Problem requirements: Whenever a line below includes the string "face", show it.

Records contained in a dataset

BEGIN

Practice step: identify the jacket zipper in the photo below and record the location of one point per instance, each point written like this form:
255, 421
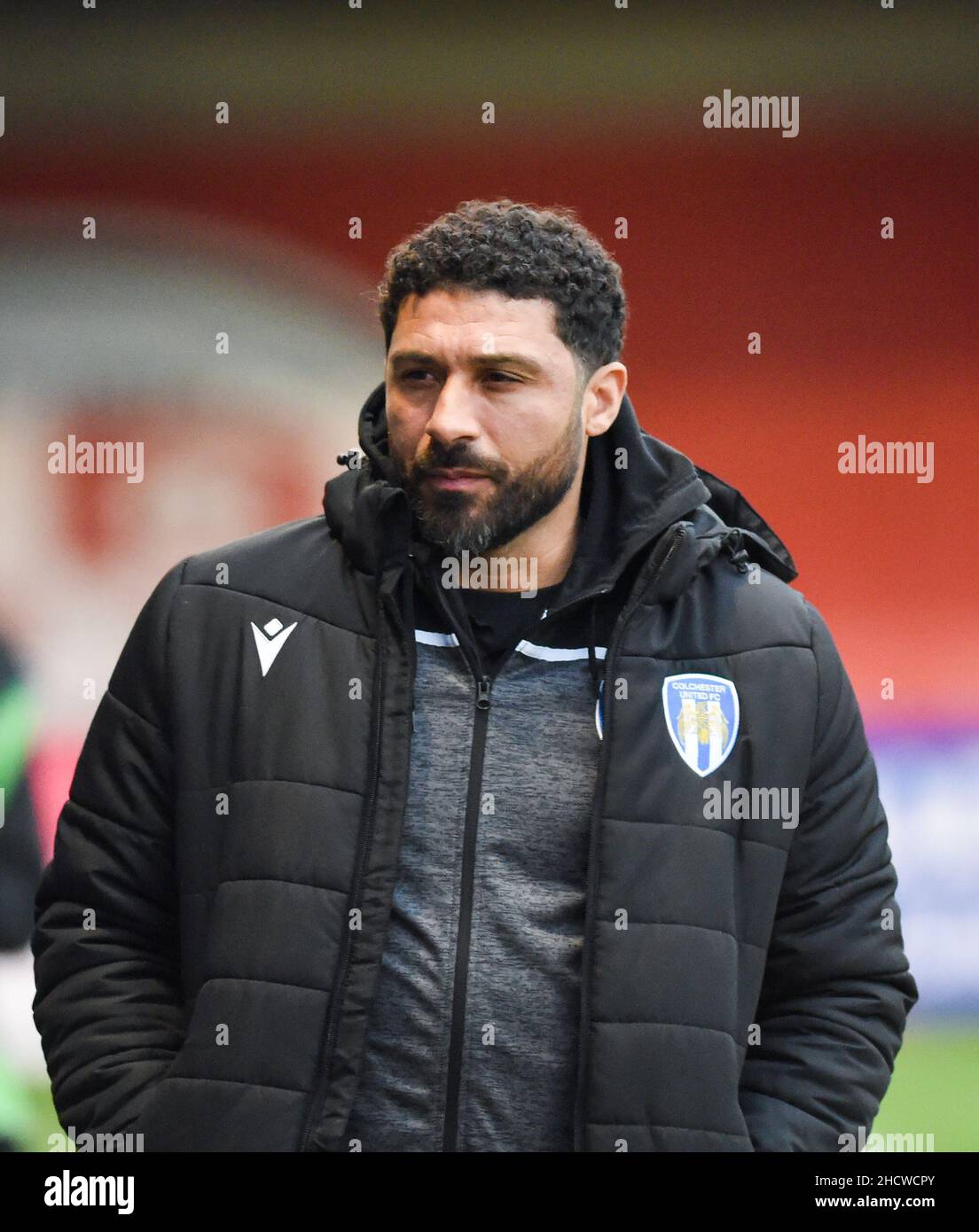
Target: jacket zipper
592, 877
341, 982
460, 979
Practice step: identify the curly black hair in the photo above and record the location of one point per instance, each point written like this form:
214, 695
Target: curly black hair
524, 253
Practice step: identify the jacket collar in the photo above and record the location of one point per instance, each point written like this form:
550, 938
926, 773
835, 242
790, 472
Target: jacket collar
634, 488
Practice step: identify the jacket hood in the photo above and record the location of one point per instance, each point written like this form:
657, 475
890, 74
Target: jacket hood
634, 488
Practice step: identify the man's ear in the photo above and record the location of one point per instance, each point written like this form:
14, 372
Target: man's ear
603, 397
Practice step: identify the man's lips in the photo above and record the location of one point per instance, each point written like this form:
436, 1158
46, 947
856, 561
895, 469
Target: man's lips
457, 479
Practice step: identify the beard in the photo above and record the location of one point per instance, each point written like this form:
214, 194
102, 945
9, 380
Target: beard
463, 521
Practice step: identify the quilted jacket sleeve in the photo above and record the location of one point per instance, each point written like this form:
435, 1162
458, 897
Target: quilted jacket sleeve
837, 988
109, 1004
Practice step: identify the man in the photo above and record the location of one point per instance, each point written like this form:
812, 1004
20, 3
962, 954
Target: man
422, 828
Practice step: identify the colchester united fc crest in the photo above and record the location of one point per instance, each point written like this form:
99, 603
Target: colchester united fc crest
701, 716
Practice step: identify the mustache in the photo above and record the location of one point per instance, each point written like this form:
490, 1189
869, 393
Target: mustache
452, 460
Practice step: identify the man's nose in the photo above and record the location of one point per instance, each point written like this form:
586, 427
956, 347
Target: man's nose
455, 411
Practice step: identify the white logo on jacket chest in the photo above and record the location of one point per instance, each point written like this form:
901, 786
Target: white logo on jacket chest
269, 646
701, 716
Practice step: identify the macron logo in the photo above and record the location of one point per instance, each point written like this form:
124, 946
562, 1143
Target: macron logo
269, 646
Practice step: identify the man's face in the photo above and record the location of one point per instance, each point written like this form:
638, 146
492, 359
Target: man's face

END

Your solution:
Practice step: identify the man's face in the photo above and record the location of one point per instance, each point written like this form:
Target: man's face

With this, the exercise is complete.